(EXTRAIT CHOISI)
------------------------------

Vipérine
(Echium vulgare)
La vipérine, cette petite boraginacée commune de nos campagnes, ne nous a pas laissé grand chose dans les vieux écrits. Dans les livres modernes, quasiment rien. Il faut donc que l'on se débrouille par nous-même. Déjà, son nom est intriguant et rempli de promesses. Mais quelles sont ses propriétés ?
Dans cet article, je vous propose une méthode de travail basée sur sa famille et ses constituants. Une approche un peu technique certes, mais qui nous fait réviser les différents composants des plantes ainsi que leurs propriétés. Nous validerons ensuite nos trouvailles avec ce que nous disent les vieux écrits.
C'est parti pour le travail de détective... Mais d'abord, une petite vidéo !

------------------------------

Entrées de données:
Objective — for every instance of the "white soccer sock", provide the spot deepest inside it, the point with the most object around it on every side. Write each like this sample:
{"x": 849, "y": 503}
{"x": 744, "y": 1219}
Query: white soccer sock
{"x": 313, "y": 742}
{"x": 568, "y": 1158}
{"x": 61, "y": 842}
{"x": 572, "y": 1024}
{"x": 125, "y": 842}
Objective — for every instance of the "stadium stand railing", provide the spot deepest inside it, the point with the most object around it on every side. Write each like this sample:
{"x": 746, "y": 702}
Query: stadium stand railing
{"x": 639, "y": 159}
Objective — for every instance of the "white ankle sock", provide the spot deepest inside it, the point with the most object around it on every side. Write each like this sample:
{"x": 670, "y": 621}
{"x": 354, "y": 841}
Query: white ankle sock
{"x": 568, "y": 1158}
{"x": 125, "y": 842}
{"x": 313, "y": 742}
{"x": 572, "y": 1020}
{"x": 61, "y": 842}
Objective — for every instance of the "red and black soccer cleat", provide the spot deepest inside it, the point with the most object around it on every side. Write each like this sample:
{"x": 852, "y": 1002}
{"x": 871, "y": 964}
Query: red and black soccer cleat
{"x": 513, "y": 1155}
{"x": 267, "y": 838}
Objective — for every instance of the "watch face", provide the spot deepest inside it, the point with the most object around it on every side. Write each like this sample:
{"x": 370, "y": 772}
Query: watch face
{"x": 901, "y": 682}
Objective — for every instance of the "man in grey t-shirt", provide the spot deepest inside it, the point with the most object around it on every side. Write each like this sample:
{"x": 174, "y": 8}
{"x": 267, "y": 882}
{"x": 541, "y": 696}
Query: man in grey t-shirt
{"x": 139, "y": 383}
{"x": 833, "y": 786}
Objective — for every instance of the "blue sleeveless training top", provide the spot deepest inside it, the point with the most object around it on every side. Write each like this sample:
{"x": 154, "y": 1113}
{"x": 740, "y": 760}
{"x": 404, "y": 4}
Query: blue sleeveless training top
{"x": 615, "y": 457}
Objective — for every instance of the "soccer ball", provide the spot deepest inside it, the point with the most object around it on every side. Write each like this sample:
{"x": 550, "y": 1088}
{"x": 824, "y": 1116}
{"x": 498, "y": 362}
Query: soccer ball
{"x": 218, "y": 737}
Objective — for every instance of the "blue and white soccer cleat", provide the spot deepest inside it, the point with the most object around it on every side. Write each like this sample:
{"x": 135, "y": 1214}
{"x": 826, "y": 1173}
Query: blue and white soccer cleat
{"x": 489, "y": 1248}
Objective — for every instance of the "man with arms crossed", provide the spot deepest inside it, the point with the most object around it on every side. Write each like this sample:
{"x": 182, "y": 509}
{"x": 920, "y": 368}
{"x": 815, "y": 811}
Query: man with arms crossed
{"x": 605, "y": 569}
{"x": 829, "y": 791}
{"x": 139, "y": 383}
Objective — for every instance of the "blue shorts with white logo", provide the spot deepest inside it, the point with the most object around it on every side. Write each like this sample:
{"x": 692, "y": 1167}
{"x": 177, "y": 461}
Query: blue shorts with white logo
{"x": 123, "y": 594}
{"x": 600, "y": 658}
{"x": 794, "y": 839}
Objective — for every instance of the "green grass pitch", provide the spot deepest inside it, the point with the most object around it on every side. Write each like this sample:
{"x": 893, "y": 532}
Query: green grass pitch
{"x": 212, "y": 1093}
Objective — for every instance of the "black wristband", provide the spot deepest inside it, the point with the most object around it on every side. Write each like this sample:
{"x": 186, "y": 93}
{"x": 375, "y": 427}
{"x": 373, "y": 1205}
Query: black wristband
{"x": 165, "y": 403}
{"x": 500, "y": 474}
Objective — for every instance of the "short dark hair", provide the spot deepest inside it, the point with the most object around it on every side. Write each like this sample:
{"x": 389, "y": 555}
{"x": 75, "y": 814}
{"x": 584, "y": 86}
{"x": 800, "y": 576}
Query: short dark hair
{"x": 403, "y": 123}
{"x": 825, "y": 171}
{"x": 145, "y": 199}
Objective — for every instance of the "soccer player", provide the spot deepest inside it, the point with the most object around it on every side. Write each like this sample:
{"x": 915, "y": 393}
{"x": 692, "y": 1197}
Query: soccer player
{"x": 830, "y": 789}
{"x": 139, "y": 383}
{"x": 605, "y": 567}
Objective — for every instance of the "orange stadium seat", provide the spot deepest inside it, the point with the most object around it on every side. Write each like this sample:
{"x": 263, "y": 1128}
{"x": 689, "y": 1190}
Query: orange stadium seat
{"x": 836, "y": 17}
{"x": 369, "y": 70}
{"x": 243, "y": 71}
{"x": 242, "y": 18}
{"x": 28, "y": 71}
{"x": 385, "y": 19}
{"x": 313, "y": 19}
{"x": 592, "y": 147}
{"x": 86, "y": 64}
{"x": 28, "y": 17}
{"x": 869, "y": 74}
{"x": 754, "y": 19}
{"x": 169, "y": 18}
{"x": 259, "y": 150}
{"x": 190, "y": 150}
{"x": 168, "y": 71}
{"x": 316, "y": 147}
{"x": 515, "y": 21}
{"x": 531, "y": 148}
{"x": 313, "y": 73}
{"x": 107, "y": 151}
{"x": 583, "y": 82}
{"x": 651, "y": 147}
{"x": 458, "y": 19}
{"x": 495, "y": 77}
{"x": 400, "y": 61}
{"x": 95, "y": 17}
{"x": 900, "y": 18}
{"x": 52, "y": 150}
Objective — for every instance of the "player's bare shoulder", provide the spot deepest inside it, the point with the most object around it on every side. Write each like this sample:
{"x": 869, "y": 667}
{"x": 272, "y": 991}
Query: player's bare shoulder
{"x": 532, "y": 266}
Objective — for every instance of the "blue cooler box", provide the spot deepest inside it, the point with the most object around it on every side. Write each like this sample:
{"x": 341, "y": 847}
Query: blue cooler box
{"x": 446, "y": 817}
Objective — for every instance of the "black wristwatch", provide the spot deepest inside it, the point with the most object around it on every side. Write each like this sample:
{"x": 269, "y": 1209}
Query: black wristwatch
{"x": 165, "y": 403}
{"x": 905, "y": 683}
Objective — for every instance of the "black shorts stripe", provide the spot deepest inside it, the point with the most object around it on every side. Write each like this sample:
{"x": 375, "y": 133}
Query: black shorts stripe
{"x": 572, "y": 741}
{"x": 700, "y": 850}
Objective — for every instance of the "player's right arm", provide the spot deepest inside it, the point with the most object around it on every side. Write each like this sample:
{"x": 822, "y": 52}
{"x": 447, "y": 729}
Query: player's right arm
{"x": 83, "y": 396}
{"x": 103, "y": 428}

------------------------------

(CONSIGNES)
a – Dans l'extrait sur la vipérine, sur quoi repose la méthode de travail proposée ?
b – Les affirmations suivantes concordent-elles avec l'extrait sur la vipérine ? Pour chacune, répondez par oui ou non en citant les mots décisifs du texte.
(i) Les livres modernes disent beaucoup de choses sur la vipérine.
(ii) Les trouvailles seront ensuite confrontées aux vieux écrits.
(iii) La vipérine est une boraginacée rare.
c – Donnez la suite du texte sur la vipérine, en partant de sa dernière phrase.

(RÉPONSES)
a – Sur sa famille et ses constituants.

b –
(i) Non : « Dans les livres modernes, quasiment rien. »
(ii) Oui : « Nous validerons ensuite nos trouvailles avec ce que nous disent les vieux écrits. »
(iii) Non : « cette petite boraginacée commune de nos campagnes »

c –
Famille
La vipérine appartient à la famille des boraginacées. Ceci peut déjà nous en dire long sur ses propriétés. Serait-elle aussi efficace que sa cousine la consoude (Symphytum officinale) pour réparer les tissus endommagés ? Nous allons valider cette hypothèse en se basant sur ses constituants.
Propriétés
1. Action vulnéraire
Une plante est dite "vulnéraire" lorsqu'elle facilite la guérison d'une blessure. C'est le cas de la vipérine. En effet, elle contient plusieurs constituants qui sont particulièrement intéressants.
Tout d'abord, de l'allantoïne (Foster, 1999). L'allantoïne stimule la régénération cellulaire lorsque la cellule est endommagée.
La vipérine croit sur les sols riches en silice, et elle en contient (Journal of Agriculture, 1843). La silice rentre dans la composition du collagène qui participe à la solidité de nos tissus.
Mais ce n'est pas fini. La vipérine est riche en mucilages. Ces polysaccharides se gonflent d'eau et forment un gel, une substance visqueuse qui recouvre les tissus enflammés et les rafraîchis (calme l'inflammation).
En résumé :
- La vipérine fournit une brique de construction des tissus (silice)...
- ainsi que la stimulation nécessaire pour régénérer ces tissus (allantoïne)...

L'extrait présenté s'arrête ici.